■ **Exercise brief**
Reproduce the lines of the data starting at the line containing "box wooden plank" and ending at the end of the data, with "wooden plank" changed to "timber board" and everything else left unchanged.
******
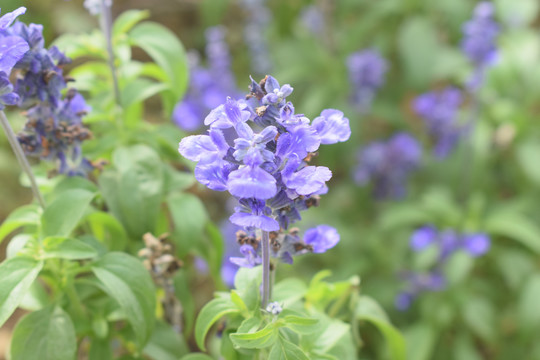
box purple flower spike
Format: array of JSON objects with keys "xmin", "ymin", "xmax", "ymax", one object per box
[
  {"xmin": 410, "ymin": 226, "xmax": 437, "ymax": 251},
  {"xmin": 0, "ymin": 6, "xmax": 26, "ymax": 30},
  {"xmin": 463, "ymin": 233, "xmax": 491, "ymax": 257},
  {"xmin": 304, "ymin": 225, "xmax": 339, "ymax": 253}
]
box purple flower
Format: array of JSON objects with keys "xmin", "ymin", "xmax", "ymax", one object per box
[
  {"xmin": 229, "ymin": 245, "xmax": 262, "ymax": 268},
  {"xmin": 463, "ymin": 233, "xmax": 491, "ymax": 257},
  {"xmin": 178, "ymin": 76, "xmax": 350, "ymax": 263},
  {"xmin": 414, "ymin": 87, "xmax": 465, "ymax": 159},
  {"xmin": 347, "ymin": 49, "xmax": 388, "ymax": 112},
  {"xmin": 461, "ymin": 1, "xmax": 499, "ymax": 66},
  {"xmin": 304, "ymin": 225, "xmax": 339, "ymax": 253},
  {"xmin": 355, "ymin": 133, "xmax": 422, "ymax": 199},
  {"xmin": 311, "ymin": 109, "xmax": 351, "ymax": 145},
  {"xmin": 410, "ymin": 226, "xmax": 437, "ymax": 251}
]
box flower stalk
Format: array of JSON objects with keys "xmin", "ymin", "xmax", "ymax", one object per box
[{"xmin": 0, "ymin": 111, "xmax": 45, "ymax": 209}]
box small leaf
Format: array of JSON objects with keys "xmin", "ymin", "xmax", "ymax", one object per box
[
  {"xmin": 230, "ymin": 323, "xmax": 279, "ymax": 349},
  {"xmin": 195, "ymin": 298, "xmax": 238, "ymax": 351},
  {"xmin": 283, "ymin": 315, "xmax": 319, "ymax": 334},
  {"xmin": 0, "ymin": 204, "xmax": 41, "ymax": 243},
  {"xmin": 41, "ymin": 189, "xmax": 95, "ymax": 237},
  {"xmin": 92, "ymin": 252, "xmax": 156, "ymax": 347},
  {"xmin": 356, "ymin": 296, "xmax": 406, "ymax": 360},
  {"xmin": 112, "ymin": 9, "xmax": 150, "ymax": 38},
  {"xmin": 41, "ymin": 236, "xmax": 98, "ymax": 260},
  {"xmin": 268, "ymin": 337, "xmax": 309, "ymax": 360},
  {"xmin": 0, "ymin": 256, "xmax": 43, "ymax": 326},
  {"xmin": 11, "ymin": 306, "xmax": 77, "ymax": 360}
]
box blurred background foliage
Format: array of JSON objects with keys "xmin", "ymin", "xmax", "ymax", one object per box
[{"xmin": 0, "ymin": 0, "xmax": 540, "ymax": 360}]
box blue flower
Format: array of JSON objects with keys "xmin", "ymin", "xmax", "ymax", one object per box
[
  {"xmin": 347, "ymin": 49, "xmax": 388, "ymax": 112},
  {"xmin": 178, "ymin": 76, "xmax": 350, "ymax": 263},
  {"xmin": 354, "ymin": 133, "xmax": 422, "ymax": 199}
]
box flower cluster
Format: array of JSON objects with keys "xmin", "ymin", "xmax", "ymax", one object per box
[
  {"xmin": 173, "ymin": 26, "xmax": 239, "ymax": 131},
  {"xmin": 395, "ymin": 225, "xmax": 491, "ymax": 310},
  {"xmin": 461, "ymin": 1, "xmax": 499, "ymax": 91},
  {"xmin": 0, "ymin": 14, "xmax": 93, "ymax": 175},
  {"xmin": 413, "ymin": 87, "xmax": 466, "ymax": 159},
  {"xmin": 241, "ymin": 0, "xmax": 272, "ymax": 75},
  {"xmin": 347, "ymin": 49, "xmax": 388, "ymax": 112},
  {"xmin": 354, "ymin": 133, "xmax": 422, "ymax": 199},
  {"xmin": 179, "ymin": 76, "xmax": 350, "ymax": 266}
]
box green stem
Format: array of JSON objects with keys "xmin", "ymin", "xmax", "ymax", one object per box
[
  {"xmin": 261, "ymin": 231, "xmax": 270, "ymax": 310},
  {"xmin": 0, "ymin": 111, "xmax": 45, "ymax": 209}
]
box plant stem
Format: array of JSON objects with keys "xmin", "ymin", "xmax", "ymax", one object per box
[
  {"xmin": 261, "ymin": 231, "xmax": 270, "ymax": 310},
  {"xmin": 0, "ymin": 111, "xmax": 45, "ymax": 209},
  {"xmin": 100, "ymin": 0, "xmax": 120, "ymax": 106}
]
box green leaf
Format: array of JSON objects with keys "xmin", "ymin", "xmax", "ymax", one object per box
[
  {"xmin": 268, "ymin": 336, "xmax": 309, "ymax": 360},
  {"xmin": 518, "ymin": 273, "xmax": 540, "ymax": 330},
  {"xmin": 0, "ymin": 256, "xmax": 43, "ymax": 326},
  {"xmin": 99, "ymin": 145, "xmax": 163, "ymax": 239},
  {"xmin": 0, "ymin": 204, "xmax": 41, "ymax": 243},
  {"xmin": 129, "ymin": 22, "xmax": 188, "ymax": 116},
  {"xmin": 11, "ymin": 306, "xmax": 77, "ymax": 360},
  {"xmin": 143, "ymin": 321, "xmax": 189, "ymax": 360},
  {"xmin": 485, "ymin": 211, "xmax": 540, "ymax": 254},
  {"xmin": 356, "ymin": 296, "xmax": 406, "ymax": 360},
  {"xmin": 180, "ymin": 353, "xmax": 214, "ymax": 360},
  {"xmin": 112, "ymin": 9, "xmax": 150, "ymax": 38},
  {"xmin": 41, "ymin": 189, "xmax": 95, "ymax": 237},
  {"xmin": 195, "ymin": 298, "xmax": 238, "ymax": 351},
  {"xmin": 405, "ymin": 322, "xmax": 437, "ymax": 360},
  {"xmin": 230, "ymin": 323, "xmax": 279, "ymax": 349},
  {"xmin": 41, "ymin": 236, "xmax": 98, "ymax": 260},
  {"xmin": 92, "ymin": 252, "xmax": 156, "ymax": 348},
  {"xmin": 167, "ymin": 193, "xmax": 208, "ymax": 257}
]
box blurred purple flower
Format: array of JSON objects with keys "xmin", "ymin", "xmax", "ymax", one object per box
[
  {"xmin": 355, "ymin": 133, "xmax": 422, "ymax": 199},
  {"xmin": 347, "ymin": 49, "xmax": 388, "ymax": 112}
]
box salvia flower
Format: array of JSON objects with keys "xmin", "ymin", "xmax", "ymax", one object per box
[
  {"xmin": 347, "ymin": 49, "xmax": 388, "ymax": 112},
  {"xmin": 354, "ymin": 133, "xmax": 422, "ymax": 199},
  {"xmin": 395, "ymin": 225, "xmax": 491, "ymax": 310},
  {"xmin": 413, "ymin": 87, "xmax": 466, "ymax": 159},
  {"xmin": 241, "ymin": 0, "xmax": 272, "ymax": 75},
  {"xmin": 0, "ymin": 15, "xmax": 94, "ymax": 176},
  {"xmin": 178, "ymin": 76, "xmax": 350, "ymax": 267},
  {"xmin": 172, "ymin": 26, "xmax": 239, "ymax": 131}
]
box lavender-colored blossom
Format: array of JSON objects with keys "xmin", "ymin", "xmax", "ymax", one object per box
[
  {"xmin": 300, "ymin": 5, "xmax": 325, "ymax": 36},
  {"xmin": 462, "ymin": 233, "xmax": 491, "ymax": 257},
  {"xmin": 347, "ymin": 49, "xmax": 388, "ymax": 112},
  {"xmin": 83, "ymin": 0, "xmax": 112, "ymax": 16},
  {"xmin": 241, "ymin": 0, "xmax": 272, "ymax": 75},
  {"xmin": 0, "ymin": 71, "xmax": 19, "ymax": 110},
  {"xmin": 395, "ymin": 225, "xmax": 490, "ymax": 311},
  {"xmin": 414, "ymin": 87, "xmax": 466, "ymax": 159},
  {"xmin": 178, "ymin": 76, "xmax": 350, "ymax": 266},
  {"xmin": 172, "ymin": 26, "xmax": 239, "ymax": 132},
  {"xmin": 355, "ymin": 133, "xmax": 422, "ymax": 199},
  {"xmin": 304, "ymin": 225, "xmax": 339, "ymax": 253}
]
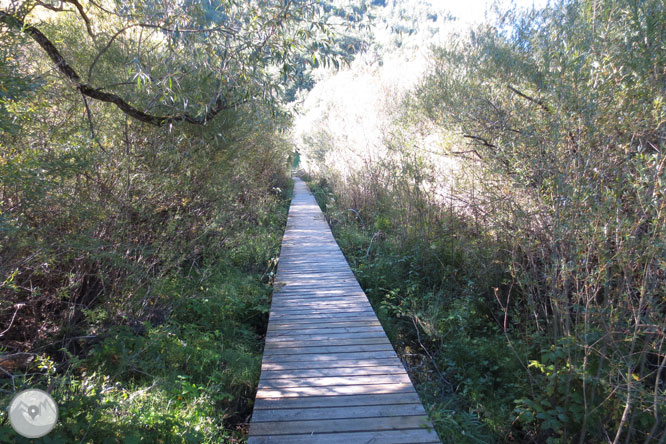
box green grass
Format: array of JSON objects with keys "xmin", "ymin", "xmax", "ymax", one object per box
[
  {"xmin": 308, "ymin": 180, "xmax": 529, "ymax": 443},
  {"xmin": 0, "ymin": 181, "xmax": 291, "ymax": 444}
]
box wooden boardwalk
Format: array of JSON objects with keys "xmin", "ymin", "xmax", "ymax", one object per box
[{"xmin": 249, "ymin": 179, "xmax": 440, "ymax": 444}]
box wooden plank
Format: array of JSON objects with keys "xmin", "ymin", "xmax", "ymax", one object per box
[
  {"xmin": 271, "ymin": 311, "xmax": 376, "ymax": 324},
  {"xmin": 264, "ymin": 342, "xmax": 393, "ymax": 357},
******
■ **Reply**
box timber board
Format: array of JSON objects with keys "xmin", "ymin", "xmax", "ymax", one object per box
[
  {"xmin": 271, "ymin": 311, "xmax": 376, "ymax": 324},
  {"xmin": 264, "ymin": 342, "xmax": 393, "ymax": 357},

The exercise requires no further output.